**Metin parçası**
┄┄┄┄┄┄┄┄┄┄

MÜCADELEMİZ, TEŞKİLATIMIZ VE SORUMLULUĞUMUZ!

Şemsettin KARADOĞAN    


90’lı yıllar Türkiye’nin kayıp yılları olarak bilinir. Gerçekten de o yıllarda, bitmek bilmeyen siyasi çalkantılar ve toplumsal olaylar söz konusuydu.

Sağlık-Sen o yılların tam ortasında, 1995 yılında toprakla buluşmuştu. Filizlenip boy vermesi ise 2000’li yıllarda olmuştur.

Yürütülen çetin mücadeleler neticesinde ise 2009 yılında, genel yetkili sendika olma hüviyetini elde etmiştir.

Bugünden geriye dönüp baktığımızda, Sağlık-Sen’in, sağlık ve sosyal hizmet çalışanlarıyla ilgili pek çok kazanıma imza attığını görüyoruz (Burada bunların detayına girmeyeceğim).

Bu kazanımların elde edilmesinde Sağlık-Sen’in mücadeleci tavrı kadar, kamu işvereninin içinde bulunduğu hal ve şartların da etkili olduğunu görüyoruz.

Sağlık-Sen bugün 253 bin üyesiyle, tarihinin en yüksek üye sayısına ulaşmış durumda. Üç il hariç, her ilde yetki bizde. Bilinirlilik açısından ise geçmişle kıyaslanmayacak derecede tanınıyoruz, biliniyoruz.

Kamu işverenine baktığımızdaysa geçmişle kıyaslanmayacak ölçüde farklı bir durumla karşı karşıyayız. En basitinden fiili ortaklığın söz konusu olduğu bir kamu idaresi söz konusu. Siyasal ve toplumsal sorunlar ise iç ve dış güçlerin desteğiyle, üç – beş yıl öncesine göre çok daha çetrefilli bir durumda.

Soru şu, böyle bir tablo karşısında Sağlık-Sen nasıl bir duruş ortaya koymalı ve nasıl bir mücadele yürütmeli? Dahası,  Sağlık-Sen gücünü ve motivasyonunu nereden almalı?

┄┄┄┄┄┄┄┄┄┄

**Sağlanan veriler**
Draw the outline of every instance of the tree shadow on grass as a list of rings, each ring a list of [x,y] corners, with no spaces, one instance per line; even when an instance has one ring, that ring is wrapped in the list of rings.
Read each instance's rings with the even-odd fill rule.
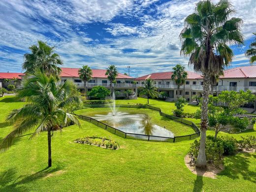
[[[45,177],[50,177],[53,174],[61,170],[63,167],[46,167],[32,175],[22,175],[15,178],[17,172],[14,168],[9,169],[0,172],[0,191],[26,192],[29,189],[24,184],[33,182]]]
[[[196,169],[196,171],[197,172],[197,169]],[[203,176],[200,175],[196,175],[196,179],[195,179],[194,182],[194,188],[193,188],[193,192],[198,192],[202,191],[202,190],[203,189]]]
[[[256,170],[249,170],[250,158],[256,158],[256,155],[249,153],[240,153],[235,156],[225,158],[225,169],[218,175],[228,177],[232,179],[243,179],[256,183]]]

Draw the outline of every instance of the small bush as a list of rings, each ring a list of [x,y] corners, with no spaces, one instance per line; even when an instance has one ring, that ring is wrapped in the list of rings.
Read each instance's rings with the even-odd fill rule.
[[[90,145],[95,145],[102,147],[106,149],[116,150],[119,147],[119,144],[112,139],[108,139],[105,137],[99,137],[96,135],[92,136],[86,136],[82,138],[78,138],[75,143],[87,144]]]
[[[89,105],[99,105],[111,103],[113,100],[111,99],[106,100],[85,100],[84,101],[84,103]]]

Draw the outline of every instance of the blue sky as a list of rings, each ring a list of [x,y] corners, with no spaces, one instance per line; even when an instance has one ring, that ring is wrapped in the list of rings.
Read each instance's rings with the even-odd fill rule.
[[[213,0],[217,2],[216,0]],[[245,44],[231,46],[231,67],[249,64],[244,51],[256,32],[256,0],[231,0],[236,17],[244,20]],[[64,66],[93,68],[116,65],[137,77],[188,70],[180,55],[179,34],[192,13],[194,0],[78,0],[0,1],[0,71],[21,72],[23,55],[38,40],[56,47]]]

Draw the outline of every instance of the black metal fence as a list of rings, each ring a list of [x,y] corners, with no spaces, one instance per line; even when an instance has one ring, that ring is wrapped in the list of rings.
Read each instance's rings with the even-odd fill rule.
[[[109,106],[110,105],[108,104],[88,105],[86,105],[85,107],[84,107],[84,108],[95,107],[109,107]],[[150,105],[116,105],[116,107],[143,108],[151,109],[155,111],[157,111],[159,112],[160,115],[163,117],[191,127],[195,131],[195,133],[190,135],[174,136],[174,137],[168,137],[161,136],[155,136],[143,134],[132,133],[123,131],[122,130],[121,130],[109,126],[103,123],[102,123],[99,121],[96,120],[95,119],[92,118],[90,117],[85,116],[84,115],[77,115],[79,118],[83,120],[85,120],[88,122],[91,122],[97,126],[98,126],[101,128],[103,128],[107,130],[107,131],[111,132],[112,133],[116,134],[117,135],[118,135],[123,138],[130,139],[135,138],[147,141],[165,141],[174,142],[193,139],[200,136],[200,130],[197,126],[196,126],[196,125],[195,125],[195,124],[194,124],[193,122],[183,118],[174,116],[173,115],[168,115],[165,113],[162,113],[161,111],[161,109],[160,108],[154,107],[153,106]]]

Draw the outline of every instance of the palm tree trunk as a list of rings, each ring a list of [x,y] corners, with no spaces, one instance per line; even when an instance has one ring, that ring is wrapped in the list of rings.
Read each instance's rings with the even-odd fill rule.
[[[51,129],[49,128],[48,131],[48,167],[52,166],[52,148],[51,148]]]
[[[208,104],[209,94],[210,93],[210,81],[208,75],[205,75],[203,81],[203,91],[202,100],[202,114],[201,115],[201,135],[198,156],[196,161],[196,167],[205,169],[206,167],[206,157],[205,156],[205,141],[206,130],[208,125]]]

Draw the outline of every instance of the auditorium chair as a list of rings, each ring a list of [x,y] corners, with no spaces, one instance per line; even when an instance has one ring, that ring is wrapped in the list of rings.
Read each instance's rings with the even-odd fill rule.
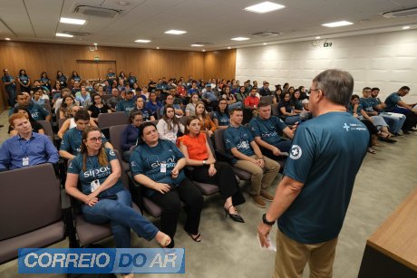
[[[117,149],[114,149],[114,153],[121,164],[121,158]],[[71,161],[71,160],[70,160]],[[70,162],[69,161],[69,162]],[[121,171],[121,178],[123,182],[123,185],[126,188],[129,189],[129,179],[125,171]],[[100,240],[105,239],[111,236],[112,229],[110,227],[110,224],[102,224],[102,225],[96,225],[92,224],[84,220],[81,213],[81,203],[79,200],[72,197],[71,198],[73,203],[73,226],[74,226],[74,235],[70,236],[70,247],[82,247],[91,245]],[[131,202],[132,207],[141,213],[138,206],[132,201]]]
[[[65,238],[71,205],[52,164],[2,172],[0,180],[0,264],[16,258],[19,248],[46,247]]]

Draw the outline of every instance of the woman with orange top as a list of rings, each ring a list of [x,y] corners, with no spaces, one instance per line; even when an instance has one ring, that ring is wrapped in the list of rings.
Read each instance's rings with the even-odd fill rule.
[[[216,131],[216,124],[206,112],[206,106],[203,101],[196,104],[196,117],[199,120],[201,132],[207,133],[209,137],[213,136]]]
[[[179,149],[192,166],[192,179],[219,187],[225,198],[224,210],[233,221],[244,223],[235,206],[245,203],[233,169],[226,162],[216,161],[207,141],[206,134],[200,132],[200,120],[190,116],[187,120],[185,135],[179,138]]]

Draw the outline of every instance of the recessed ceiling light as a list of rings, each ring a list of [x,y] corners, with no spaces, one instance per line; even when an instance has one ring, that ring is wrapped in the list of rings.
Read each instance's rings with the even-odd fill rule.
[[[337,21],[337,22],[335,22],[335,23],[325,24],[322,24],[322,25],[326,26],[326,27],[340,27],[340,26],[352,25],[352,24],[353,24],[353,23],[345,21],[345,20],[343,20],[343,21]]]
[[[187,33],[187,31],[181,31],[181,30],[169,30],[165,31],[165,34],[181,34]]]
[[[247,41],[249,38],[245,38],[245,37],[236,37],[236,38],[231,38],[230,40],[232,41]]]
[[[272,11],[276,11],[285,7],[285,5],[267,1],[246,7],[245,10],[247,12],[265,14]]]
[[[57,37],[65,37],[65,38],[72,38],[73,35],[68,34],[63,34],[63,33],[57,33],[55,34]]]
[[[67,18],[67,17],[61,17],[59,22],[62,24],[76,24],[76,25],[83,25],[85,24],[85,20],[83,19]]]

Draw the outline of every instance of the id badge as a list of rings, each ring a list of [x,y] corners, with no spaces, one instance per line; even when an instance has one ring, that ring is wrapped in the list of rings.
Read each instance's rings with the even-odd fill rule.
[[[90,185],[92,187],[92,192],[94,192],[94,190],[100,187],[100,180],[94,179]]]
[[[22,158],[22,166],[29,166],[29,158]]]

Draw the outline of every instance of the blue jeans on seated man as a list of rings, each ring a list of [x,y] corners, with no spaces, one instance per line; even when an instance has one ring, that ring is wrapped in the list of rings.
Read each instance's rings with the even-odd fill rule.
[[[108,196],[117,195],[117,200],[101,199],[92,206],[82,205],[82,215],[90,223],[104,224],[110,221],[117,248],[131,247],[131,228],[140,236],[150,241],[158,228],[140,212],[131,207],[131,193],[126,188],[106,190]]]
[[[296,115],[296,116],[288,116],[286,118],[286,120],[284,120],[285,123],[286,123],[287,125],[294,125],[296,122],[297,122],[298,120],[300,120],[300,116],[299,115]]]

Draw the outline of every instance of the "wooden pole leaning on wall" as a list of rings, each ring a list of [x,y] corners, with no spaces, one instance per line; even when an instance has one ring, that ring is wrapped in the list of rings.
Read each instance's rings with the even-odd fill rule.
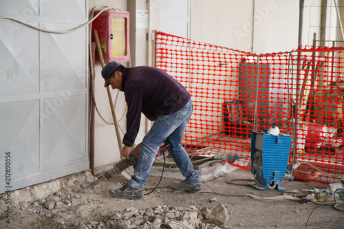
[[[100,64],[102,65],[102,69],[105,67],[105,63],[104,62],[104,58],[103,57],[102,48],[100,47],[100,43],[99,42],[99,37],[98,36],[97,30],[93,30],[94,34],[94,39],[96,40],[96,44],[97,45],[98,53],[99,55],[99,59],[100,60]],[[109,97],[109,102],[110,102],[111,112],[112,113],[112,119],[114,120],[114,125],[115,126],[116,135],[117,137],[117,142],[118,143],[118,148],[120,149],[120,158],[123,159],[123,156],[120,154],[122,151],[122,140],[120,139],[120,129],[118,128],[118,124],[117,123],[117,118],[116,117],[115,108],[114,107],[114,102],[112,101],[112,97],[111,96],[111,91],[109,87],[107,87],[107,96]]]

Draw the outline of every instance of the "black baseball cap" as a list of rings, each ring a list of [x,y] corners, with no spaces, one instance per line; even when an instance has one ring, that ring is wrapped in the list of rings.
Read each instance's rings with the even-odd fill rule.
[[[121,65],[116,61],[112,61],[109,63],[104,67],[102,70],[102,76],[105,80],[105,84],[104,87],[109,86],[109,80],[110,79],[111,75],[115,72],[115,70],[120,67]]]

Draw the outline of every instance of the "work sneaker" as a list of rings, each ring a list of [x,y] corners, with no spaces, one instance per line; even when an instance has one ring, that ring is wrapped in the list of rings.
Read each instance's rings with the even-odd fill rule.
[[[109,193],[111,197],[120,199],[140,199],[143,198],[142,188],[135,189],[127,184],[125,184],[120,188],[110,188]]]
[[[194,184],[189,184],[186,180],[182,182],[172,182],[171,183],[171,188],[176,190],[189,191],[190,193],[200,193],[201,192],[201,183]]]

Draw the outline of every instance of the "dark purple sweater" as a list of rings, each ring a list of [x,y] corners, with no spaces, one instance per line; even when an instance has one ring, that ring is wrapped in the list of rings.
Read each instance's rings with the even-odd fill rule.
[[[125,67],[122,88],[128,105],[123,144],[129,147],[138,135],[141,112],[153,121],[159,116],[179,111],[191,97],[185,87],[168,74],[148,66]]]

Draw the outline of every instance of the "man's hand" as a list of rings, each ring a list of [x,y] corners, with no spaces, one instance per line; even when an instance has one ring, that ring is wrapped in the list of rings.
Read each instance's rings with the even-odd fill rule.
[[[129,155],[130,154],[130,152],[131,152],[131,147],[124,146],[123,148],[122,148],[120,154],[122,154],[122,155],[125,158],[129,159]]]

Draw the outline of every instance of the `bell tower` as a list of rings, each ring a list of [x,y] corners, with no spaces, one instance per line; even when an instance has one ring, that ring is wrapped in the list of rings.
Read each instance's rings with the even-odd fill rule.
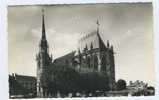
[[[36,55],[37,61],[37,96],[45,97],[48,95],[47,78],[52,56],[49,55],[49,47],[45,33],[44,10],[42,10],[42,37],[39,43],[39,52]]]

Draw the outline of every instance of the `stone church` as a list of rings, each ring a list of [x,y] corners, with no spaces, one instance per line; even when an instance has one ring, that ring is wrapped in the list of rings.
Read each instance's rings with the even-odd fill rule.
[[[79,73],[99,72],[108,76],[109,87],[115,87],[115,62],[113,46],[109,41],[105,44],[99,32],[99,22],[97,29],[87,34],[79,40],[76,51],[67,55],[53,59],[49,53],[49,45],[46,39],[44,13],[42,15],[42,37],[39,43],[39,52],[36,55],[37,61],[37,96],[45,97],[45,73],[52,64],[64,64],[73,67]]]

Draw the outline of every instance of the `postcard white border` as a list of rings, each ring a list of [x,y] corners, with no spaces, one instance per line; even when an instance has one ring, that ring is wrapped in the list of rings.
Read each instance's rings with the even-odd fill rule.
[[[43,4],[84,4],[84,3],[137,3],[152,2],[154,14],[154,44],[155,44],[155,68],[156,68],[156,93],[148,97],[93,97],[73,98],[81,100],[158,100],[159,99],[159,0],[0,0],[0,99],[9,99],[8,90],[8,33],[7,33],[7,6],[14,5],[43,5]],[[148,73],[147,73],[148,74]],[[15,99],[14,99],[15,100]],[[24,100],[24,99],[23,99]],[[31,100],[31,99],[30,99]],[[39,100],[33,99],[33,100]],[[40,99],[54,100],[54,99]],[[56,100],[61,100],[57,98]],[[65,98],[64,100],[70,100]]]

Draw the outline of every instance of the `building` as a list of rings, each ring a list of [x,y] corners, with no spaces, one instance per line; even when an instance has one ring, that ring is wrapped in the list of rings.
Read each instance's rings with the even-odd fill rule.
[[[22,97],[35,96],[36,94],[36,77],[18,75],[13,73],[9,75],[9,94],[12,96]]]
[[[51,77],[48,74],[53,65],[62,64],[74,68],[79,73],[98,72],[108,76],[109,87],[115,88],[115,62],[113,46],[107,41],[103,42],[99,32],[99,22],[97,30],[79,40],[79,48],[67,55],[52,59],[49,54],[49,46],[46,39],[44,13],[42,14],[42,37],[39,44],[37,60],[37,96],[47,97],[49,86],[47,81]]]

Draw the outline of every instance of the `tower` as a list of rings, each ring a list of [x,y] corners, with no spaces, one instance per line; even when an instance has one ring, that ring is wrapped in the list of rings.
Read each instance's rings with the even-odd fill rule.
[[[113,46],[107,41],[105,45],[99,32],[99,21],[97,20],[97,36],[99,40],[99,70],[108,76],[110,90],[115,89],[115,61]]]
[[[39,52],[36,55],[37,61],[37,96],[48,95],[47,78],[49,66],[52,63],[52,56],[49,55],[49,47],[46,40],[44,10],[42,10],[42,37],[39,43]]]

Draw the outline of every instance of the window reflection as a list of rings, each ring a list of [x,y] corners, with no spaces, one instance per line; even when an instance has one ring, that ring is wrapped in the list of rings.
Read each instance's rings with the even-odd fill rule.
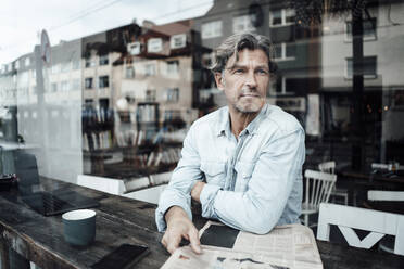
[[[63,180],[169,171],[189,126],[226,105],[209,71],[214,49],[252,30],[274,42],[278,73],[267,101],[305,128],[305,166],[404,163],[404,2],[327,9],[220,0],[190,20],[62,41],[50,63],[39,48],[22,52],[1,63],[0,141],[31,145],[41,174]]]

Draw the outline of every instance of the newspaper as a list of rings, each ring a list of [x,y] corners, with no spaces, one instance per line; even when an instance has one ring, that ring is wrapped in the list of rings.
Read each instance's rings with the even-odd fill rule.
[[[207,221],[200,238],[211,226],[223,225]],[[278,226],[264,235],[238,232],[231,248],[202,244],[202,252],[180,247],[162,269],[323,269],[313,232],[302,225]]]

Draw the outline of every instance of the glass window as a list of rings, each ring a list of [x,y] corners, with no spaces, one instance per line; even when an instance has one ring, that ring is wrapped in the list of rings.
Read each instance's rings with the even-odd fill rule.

┄┄┄┄┄┄┄┄┄┄

**Sorular**
**1)** Sağlık-Sen yazısında rakamla yazılmış yıl ve on yıl ifadelerini metindeki sırasıyla yazın.
**2)** Sağlık-Sen yazısına göre sendikanın bugünkü üye sayısı kaçtır?
**3)** Sağlık-Sen yazısını kaldığı yerden sürdürün.
Verilerin bu çalışmayla hiçbir ilgisi yoktur.

**Yanıtlarınız**
**1)** 90’lı yıllar, 1995, 2000’li yıllar, 2009

**2)** 253 bin

**3)**
Elbette bu soruların sayısını çoğaltmak mümkün. Aynı şekilde cevaplarını da detaylandırmak mümkün. Kestirmeden tek bir cevap vermek gerekirse, şunu söylemek mümkün; bugün için Sağlık-Sen’i Sağlık-Sen yapan büyük teşkilatıdır.

25 yıllık bir mücadelenin neticesinde böylesine büyük bir örgüte dönüşen bir yapının yani teşkilatın, artık kendi özgün gücüyle kendi özgün mücadelesini vermesi gerekir.

Şu soru akla gelebilir; önünde bir engel mi var? Aslında hiçbir engel yok. Sadece teşkilatın tüm çarklarının tüm dişlilerinin tüm uzuvlarının dönmesi, güç üretmesi gerekir.

Madem amaç birlikteliğiyle bir araya gelmiş bir teşkilatız. Bunu hareket birlikteliğiyle de taçlandırmak mecburiyetindeyiz.

Pandemi süreci, sağlık çalışanlarının bir ülke ve bir toplum için önemini tüm çıplaklığıyla ortaya koydu.

En alt kademesinden en üst kademesine kadar herkes bu meselenin o kadar farkında ki sürekli takdir ve teşekkür ediyor sağlık çalışanlarına.

Sağlık çalışanlarına yönelik bu kabulün, mücadelemize güç vereceğini unutmamamız gerekiyor.

Bizim teşkilat olarak, çok zor koşullarda oluşan bu rüzgarı, sağlık çalışanlarının sorunlarının çözümü ve hak ettikleri özlük haklarına ulaşmaları için güce/başarıya dönüştürmemiz gerekiyor.

Bunun da yolu el birliği ve güç birliği içinde sesimizi yükseltmekten geçmektedir.

Sözün özü gelinen noktada, geçmişte yaptıklarımızın ve başardıklarımızın çok daha ötesinde şeyleri gerçekleştirebilecek kapasitedeyiz.

Yapmamız gereken bu kapasitemizin farkına varıp, hep birlikte harekete geçmektir.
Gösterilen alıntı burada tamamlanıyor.